» **TASK DETAILS**: Apart from the images, repeat the data below exactly as written.

» **TASK INPUT**:
========================================
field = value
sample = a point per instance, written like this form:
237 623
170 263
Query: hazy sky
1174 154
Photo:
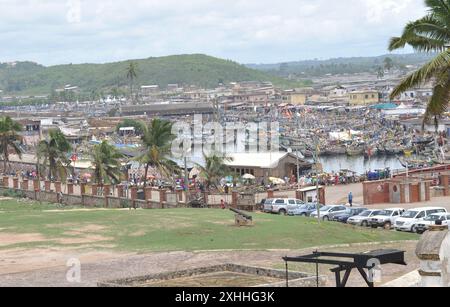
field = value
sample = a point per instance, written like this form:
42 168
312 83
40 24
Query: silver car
363 218
327 213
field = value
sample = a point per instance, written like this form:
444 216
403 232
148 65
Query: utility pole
298 171
186 178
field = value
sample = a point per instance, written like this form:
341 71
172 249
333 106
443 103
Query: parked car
386 218
327 213
283 205
431 220
343 217
304 210
363 218
267 208
409 220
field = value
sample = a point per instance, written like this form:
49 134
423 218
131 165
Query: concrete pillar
58 187
433 251
427 191
83 188
16 183
107 190
148 193
70 188
234 197
299 195
322 199
6 181
120 191
444 184
47 185
162 196
25 185
36 186
133 193
94 190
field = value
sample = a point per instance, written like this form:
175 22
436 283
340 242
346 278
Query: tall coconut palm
157 139
429 34
9 139
388 64
52 155
106 164
215 168
132 72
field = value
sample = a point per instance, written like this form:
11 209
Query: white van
408 221
284 205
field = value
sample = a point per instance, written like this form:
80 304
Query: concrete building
293 97
266 165
366 97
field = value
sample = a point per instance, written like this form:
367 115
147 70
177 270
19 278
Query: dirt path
48 267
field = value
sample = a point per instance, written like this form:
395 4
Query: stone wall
296 279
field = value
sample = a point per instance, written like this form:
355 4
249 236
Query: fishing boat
370 152
355 151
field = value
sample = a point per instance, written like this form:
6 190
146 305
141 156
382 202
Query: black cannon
242 218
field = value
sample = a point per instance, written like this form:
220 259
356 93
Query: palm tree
429 34
157 139
9 139
380 72
106 163
52 152
132 71
388 63
215 168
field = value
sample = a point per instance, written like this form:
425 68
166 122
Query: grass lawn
31 224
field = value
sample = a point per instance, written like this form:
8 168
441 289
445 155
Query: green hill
27 78
318 68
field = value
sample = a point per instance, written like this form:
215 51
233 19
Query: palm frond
424 74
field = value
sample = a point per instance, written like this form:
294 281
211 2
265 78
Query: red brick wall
414 193
375 192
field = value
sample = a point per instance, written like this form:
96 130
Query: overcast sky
248 31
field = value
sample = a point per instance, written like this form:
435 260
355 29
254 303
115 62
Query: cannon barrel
245 215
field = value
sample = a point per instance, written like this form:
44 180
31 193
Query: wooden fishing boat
355 151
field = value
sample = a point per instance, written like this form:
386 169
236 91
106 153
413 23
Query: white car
327 213
386 218
409 220
284 205
363 218
431 220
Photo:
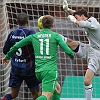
========================================
» **RESPONSE TO THIS TASK**:
field = value
sample = a point per instance, written like this form:
237 623
170 263
Query: hazy sky
1174 154
Photo:
field = value
sample = a point per instance, written like this form:
42 168
312 83
40 24
Query: silver car
363 218
327 213
field = value
sample = a point per instance, written like this form:
444 216
403 232
148 65
Query: utility pole
298 171
186 178
field = value
sample = a point per instance, written like this form:
341 71
172 249
333 106
443 103
Query: parked car
386 218
327 213
283 205
431 220
343 217
304 210
363 218
267 208
409 220
field = value
sample = a point per instance, written like this form:
49 134
423 218
131 165
Query: concrete pillar
58 187
433 251
427 191
83 188
16 183
107 190
148 193
70 188
234 197
299 195
322 199
6 181
120 191
444 184
47 185
162 196
25 185
36 186
133 193
94 190
field = value
sample = a point per instance, written like this form:
175 22
436 283
340 242
346 278
Query: tall coconut palm
157 139
429 34
9 139
388 64
52 155
106 164
215 168
132 72
field = value
sample = a point per instance, written like this form:
11 209
Query: white van
408 221
284 205
field = value
sample = a point per instance, written like this form:
80 304
Query: concrete building
293 97
266 165
366 97
field = value
sample = a point per instance, written like this form:
367 115
147 70
177 270
19 278
Query: dirt path
48 267
field = value
sample = a point per instance, written like this form:
395 4
Query: stone wall
296 279
field = value
sample = a point per instance, written like this form:
355 4
249 236
Query: fishing boat
370 152
355 151
field = value
sample = a point per instance, written like this form:
6 190
146 305
141 156
382 202
Query: black cannon
242 218
field = value
sample = a point per instance, written like this form:
220 259
356 93
Query: palm tree
429 34
157 139
9 139
380 72
106 163
52 152
132 71
388 63
215 168
field = value
sample = a point per instance, written like this form:
425 68
166 122
Query: grass lawn
31 224
field = value
sample = a point per instance, written like this form:
8 168
441 289
445 155
Query: green hill
27 78
318 68
field = value
sample = a point per instance, written like this form:
215 51
233 19
Query: palm frond
424 74
field = value
sample = a point per instance, written like this form:
294 281
211 2
265 78
Query: red brick wall
414 193
375 192
field = value
sample = a point per instance, written like this form:
96 130
Query: overcast sky
248 31
field = value
sample = a point per instance, written like this form:
435 260
355 29
254 303
115 62
Query: cannon barrel
245 215
field = value
sample = a point per instance, written like this form:
44 180
31 193
Query: wooden fishing boat
355 151
field = value
sample = a point per instance, written like this form:
386 169
236 91
106 153
413 23
Query: white car
327 213
386 218
409 220
284 205
363 218
431 220
Photo:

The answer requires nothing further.